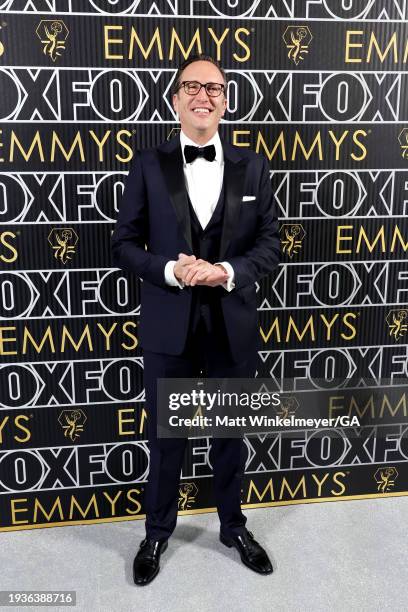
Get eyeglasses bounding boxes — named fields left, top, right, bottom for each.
left=178, top=81, right=225, bottom=98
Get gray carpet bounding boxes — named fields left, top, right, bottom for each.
left=0, top=497, right=408, bottom=612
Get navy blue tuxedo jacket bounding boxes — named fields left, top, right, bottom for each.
left=112, top=136, right=280, bottom=363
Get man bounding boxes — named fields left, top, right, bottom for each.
left=112, top=55, right=279, bottom=585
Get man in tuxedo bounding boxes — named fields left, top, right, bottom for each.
left=112, top=55, right=279, bottom=585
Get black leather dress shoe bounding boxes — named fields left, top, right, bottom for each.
left=220, top=529, right=273, bottom=574
left=133, top=538, right=167, bottom=586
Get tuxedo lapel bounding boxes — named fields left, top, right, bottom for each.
left=157, top=135, right=247, bottom=259
left=157, top=136, right=193, bottom=253
left=220, top=140, right=247, bottom=260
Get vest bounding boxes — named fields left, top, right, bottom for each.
left=187, top=184, right=225, bottom=331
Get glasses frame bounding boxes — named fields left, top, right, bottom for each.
left=177, top=80, right=225, bottom=98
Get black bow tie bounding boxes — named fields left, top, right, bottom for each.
left=184, top=145, right=215, bottom=164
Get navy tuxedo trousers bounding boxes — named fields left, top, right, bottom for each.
left=143, top=307, right=257, bottom=540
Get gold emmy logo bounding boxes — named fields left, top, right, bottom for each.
left=58, top=408, right=86, bottom=442
left=48, top=227, right=78, bottom=264
left=283, top=26, right=313, bottom=66
left=166, top=128, right=181, bottom=140
left=35, top=19, right=69, bottom=62
left=385, top=308, right=408, bottom=342
left=374, top=467, right=398, bottom=493
left=398, top=128, right=408, bottom=159
left=178, top=482, right=198, bottom=510
left=279, top=223, right=306, bottom=259
left=275, top=397, right=299, bottom=419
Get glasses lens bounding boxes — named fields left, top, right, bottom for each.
left=184, top=81, right=200, bottom=95
left=205, top=83, right=223, bottom=98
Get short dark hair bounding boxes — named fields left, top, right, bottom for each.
left=173, top=53, right=228, bottom=96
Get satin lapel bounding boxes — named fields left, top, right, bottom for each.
left=220, top=154, right=247, bottom=260
left=157, top=146, right=193, bottom=253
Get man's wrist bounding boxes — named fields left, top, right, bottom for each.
left=214, top=261, right=235, bottom=291
left=164, top=260, right=184, bottom=289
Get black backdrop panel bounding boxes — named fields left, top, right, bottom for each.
left=0, top=0, right=408, bottom=530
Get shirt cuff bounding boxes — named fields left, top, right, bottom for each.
left=214, top=261, right=235, bottom=291
left=164, top=260, right=184, bottom=289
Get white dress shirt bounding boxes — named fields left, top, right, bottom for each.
left=164, top=131, right=235, bottom=291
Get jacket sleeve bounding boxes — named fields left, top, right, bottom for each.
left=111, top=151, right=169, bottom=287
left=227, top=159, right=281, bottom=289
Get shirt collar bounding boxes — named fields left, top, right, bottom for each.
left=180, top=130, right=224, bottom=165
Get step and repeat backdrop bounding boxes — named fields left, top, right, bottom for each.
left=0, top=0, right=408, bottom=531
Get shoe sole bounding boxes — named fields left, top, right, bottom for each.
left=133, top=542, right=168, bottom=586
left=220, top=534, right=273, bottom=576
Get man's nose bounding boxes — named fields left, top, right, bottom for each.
left=196, top=87, right=210, bottom=102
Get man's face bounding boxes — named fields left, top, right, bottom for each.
left=173, top=60, right=227, bottom=140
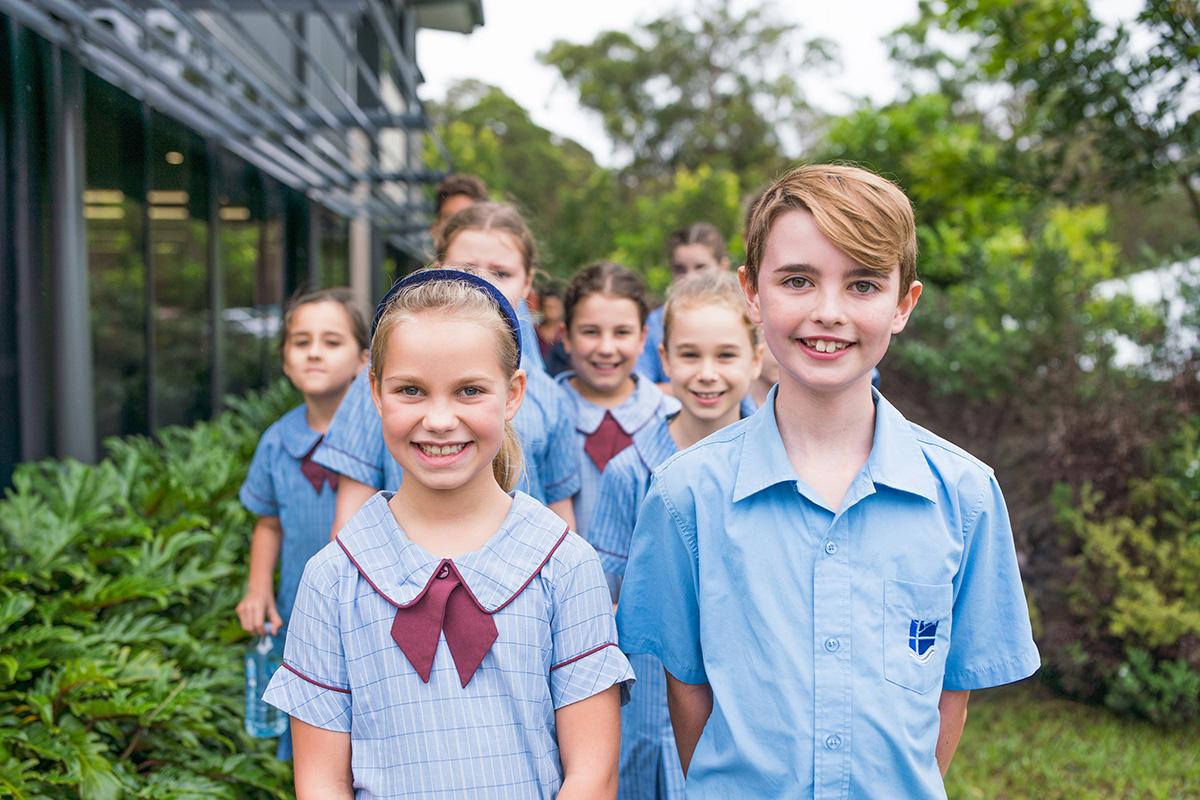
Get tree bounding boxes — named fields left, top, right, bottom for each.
left=895, top=0, right=1200, bottom=228
left=540, top=1, right=833, bottom=182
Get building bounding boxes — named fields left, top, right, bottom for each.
left=0, top=0, right=482, bottom=486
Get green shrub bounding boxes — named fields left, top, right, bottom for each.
left=0, top=384, right=296, bottom=800
left=1046, top=419, right=1200, bottom=722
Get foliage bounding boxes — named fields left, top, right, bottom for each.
left=0, top=384, right=296, bottom=800
left=946, top=681, right=1200, bottom=800
left=1046, top=417, right=1200, bottom=722
left=540, top=1, right=832, bottom=184
left=895, top=0, right=1200, bottom=235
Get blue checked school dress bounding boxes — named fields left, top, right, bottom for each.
left=588, top=419, right=684, bottom=800
left=557, top=371, right=679, bottom=539
left=238, top=405, right=337, bottom=758
left=314, top=362, right=580, bottom=503
left=264, top=492, right=634, bottom=800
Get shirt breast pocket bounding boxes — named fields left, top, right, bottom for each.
left=883, top=581, right=954, bottom=694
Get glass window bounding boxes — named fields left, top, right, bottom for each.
left=83, top=73, right=150, bottom=446
left=146, top=113, right=211, bottom=426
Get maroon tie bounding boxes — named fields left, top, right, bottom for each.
left=300, top=437, right=337, bottom=494
left=583, top=411, right=634, bottom=473
left=391, top=559, right=499, bottom=686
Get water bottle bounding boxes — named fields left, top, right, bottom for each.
left=246, top=622, right=288, bottom=739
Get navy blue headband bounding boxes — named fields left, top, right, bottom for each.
left=371, top=270, right=521, bottom=363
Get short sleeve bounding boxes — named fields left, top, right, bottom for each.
left=588, top=462, right=641, bottom=602
left=943, top=477, right=1042, bottom=691
left=539, top=380, right=581, bottom=504
left=550, top=542, right=634, bottom=709
left=312, top=367, right=386, bottom=489
left=238, top=429, right=281, bottom=517
left=617, top=476, right=705, bottom=684
left=263, top=554, right=353, bottom=733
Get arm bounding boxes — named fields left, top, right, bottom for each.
left=667, top=673, right=713, bottom=777
left=937, top=690, right=971, bottom=777
left=292, top=717, right=354, bottom=800
left=329, top=475, right=376, bottom=540
left=554, top=686, right=620, bottom=800
left=547, top=498, right=575, bottom=530
left=238, top=517, right=283, bottom=636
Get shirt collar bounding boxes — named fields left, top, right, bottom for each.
left=558, top=371, right=679, bottom=435
left=280, top=405, right=322, bottom=459
left=733, top=385, right=937, bottom=503
left=336, top=492, right=566, bottom=614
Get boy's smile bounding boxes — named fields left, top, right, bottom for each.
left=742, top=209, right=920, bottom=392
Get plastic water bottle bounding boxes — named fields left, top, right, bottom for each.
left=246, top=622, right=288, bottom=739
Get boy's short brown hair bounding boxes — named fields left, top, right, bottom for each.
left=745, top=164, right=917, bottom=296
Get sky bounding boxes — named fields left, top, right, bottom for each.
left=416, top=0, right=1141, bottom=166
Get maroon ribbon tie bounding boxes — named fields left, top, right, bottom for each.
left=583, top=411, right=634, bottom=473
left=391, top=559, right=499, bottom=687
left=300, top=437, right=337, bottom=494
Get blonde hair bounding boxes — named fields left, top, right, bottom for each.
left=371, top=266, right=522, bottom=492
left=662, top=272, right=760, bottom=349
left=745, top=164, right=917, bottom=296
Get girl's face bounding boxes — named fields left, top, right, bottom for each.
left=563, top=294, right=646, bottom=397
left=283, top=300, right=371, bottom=398
left=444, top=228, right=533, bottom=308
left=371, top=312, right=524, bottom=491
left=671, top=245, right=730, bottom=281
left=659, top=303, right=762, bottom=422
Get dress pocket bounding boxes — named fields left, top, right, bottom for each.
left=883, top=581, right=954, bottom=694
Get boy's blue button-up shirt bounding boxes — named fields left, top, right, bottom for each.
left=618, top=390, right=1039, bottom=800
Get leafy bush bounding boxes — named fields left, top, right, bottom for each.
left=1046, top=419, right=1200, bottom=722
left=0, top=384, right=296, bottom=800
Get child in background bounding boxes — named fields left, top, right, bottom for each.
left=265, top=270, right=632, bottom=800
left=238, top=289, right=368, bottom=759
left=558, top=261, right=679, bottom=537
left=316, top=203, right=580, bottom=535
left=618, top=164, right=1039, bottom=800
left=637, top=222, right=730, bottom=393
left=588, top=272, right=762, bottom=800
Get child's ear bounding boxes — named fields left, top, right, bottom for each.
left=504, top=369, right=526, bottom=422
left=738, top=264, right=762, bottom=325
left=892, top=281, right=922, bottom=336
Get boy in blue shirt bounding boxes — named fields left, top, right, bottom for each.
left=618, top=160, right=1039, bottom=800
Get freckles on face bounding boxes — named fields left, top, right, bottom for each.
left=444, top=229, right=533, bottom=307
left=377, top=313, right=510, bottom=489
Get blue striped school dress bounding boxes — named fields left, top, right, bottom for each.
left=265, top=492, right=634, bottom=800
left=588, top=419, right=684, bottom=800
left=238, top=405, right=336, bottom=758
left=557, top=371, right=679, bottom=539
left=314, top=361, right=580, bottom=503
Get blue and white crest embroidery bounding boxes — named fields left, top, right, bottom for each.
left=908, top=619, right=937, bottom=663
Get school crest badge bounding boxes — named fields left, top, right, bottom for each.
left=908, top=619, right=937, bottom=664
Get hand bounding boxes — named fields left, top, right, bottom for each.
left=238, top=589, right=283, bottom=636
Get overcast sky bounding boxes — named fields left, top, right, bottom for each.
left=416, top=0, right=1141, bottom=166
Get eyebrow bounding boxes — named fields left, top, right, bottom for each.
left=775, top=263, right=892, bottom=278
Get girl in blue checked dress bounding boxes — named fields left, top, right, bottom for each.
left=265, top=269, right=632, bottom=800
left=588, top=272, right=762, bottom=800
left=238, top=289, right=367, bottom=758
left=558, top=261, right=679, bottom=539
left=316, top=203, right=580, bottom=533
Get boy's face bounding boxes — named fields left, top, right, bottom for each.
left=738, top=210, right=920, bottom=393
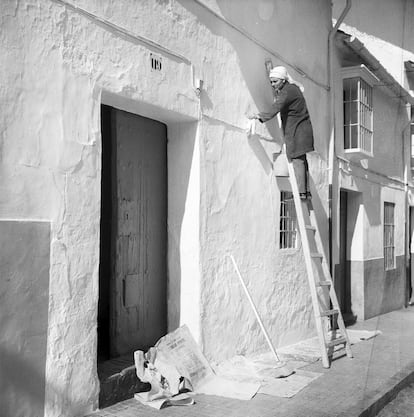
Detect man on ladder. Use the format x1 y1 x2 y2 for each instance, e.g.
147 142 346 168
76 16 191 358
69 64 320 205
249 66 314 199
249 67 352 368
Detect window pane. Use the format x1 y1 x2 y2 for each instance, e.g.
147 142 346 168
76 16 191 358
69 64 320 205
384 202 395 270
279 191 297 249
349 78 358 100
349 101 358 123
344 103 351 125
344 79 351 101
351 126 359 149
344 126 350 150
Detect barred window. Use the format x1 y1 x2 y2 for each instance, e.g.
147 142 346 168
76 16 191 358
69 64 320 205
279 191 297 249
384 202 395 271
410 106 414 178
344 77 373 154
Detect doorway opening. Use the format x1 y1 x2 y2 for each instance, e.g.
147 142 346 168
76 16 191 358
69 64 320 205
97 105 167 407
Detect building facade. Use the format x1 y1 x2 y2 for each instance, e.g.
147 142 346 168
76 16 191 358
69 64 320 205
0 0 331 416
332 1 414 322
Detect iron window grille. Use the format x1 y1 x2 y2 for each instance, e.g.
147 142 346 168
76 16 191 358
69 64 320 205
279 191 298 249
342 65 376 156
384 202 395 271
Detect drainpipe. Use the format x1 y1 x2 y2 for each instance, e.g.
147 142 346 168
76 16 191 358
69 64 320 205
327 0 352 278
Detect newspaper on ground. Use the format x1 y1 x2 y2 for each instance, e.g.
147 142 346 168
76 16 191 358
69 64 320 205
216 353 322 398
134 325 260 409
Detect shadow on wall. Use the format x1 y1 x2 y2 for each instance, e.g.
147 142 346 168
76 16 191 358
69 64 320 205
332 0 414 51
0 221 50 417
0 345 63 417
168 122 199 331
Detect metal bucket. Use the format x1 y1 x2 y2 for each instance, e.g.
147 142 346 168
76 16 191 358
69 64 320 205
273 151 289 177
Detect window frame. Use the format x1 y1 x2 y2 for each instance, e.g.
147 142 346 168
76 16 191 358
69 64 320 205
341 64 378 157
279 191 299 250
383 201 396 271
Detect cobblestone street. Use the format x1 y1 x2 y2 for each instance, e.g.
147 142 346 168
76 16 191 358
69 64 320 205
377 384 414 417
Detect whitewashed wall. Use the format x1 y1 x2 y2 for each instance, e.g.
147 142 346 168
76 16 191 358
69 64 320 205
0 0 330 416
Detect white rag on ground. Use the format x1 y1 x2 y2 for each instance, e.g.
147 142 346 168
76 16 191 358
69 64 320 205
134 325 381 409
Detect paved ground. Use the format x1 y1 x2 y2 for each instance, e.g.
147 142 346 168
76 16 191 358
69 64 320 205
85 307 414 417
378 384 414 417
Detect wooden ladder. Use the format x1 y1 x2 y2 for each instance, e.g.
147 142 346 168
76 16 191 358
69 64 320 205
287 161 352 368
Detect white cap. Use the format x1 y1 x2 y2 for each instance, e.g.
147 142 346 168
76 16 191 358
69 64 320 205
269 66 288 80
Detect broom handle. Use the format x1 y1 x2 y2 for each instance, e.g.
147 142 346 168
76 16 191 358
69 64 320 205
230 255 280 362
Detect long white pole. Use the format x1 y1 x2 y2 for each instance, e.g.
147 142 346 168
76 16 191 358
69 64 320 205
229 255 280 362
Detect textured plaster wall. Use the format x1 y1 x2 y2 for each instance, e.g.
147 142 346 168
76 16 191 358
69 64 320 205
0 220 50 417
0 0 330 416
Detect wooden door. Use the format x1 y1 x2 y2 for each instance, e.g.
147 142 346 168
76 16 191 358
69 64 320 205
110 109 167 356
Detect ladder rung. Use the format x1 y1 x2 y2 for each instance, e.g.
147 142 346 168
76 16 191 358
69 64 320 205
326 337 346 348
321 308 339 317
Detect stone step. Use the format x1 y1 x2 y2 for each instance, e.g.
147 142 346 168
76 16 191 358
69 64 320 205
98 354 151 408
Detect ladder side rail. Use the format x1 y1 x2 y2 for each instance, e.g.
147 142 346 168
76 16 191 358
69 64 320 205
310 202 353 358
288 160 329 368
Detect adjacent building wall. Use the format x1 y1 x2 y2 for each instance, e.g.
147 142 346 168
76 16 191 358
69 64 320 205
0 0 331 416
333 0 414 319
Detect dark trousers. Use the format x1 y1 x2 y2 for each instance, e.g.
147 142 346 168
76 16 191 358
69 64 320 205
291 154 309 193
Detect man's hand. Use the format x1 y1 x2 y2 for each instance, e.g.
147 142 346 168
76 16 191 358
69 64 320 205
246 113 259 120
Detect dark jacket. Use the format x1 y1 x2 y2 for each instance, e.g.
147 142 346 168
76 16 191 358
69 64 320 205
259 82 314 158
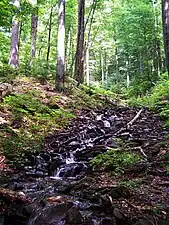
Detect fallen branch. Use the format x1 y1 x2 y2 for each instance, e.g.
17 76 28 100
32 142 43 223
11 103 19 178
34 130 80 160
131 146 147 158
127 108 143 129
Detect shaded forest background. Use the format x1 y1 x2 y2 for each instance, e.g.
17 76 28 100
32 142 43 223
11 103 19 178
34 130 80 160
0 0 168 96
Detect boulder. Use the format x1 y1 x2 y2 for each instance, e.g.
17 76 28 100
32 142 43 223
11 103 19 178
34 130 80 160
66 206 83 225
28 202 73 225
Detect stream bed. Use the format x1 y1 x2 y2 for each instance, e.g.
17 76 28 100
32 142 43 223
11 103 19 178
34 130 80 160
0 107 168 225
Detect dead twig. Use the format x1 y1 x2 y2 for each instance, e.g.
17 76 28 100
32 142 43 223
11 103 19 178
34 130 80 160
131 146 147 159
127 108 143 129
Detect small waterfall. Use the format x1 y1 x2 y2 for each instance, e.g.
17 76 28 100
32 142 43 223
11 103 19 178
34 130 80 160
66 152 75 164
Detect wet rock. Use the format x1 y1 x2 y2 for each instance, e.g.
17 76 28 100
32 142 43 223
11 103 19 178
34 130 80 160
40 153 51 162
134 215 156 225
113 208 129 225
99 218 115 225
27 155 37 166
49 158 62 171
28 202 73 225
56 183 71 193
66 206 83 225
108 186 131 199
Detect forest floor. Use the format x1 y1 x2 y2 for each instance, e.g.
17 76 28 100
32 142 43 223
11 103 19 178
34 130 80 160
0 78 169 225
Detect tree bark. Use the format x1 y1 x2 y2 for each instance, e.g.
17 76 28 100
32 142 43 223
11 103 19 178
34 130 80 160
101 53 104 87
31 9 38 58
9 0 20 68
86 48 90 86
65 25 71 72
162 0 169 75
46 6 53 62
115 46 119 85
75 0 85 85
56 0 65 91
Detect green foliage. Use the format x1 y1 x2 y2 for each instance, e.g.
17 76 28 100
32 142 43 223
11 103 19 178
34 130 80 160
119 179 142 188
4 91 74 133
129 73 169 126
91 149 141 173
0 89 75 167
69 85 118 109
2 135 44 168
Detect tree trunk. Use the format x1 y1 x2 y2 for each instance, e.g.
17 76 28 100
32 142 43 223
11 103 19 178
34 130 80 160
126 57 130 88
100 53 104 87
31 9 38 58
46 6 53 62
162 0 169 75
75 0 85 85
65 25 71 72
9 0 20 68
86 48 90 86
115 46 119 85
56 0 65 91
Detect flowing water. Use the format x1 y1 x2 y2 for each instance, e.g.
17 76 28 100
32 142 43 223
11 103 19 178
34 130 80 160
1 107 166 225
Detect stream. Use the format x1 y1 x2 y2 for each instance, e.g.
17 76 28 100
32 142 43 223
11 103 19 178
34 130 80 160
0 106 168 225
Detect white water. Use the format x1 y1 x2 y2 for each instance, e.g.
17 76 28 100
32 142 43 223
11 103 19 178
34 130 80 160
66 152 75 164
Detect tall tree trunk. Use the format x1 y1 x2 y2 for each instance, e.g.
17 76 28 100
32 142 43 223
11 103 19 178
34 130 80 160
75 0 85 85
126 57 130 88
115 46 119 85
86 48 90 86
31 9 38 58
162 0 169 75
100 53 104 87
46 6 53 62
56 0 65 91
9 0 20 68
65 25 71 72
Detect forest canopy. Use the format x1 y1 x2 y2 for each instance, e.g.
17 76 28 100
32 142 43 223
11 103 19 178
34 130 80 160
0 0 168 96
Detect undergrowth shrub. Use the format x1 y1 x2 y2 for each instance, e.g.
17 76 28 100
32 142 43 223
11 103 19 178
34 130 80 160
129 73 169 125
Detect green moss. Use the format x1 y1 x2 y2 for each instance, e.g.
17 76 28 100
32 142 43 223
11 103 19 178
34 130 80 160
91 149 141 173
119 179 142 188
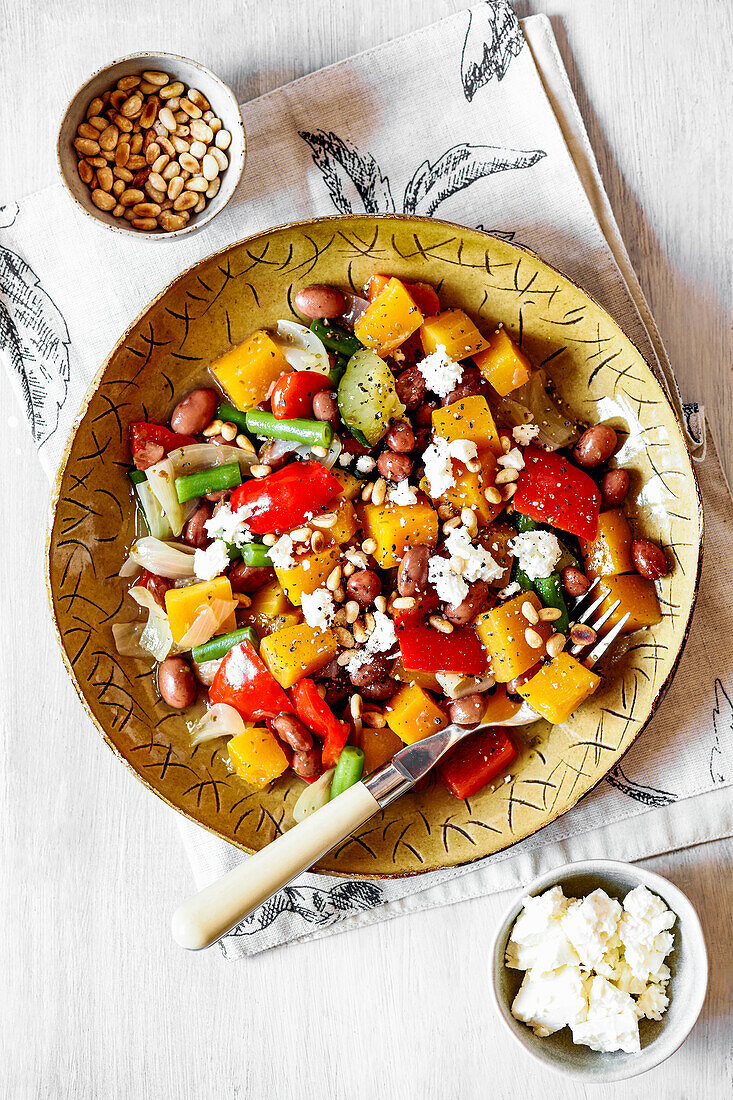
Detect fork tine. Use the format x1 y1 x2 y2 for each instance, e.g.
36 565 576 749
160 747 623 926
570 600 621 657
583 612 631 668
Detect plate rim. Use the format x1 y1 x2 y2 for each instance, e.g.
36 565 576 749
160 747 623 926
☆ ☆ ☆
● **WHAT NEEDS TO BE DONE**
Convert the rows, starting at the first one and ending at the one containing "left=220, top=140, right=247, bottom=260", into a two-column CSV with the header input,output. Each CSV record should hold a row's text and its answer, each in one quoted field with line breaks turned into spaces, and the pictures should be left out.

● **IN RESPONSE**
input,output
"Get eyeglasses bounding boxes — named fields left, top, right, bottom for each.","left=178, top=81, right=225, bottom=98"
"Get gray carpet bounding boxes — named fields left, top, right, bottom for each.","left=0, top=497, right=408, bottom=612"
"Get navy blue tuxedo jacket bounding boxes — named fields left, top, right, bottom for each.","left=112, top=136, right=280, bottom=363"
"Get man bounding boxes — named fields left, top, right, bottom for each.","left=112, top=55, right=279, bottom=585"
"Get man in tuxedo bounding boxes — named fields left, top, right, bottom for each.","left=112, top=55, right=279, bottom=585"
"Get black leather dress shoe bounding boxes — named fields left, top, right, bottom for each.","left=220, top=529, right=273, bottom=574 left=133, top=538, right=167, bottom=586"
"Get tuxedo lapel bounding boxes — named fields left, top, right, bottom for each.","left=157, top=135, right=247, bottom=259 left=157, top=136, right=193, bottom=253 left=220, top=140, right=247, bottom=260"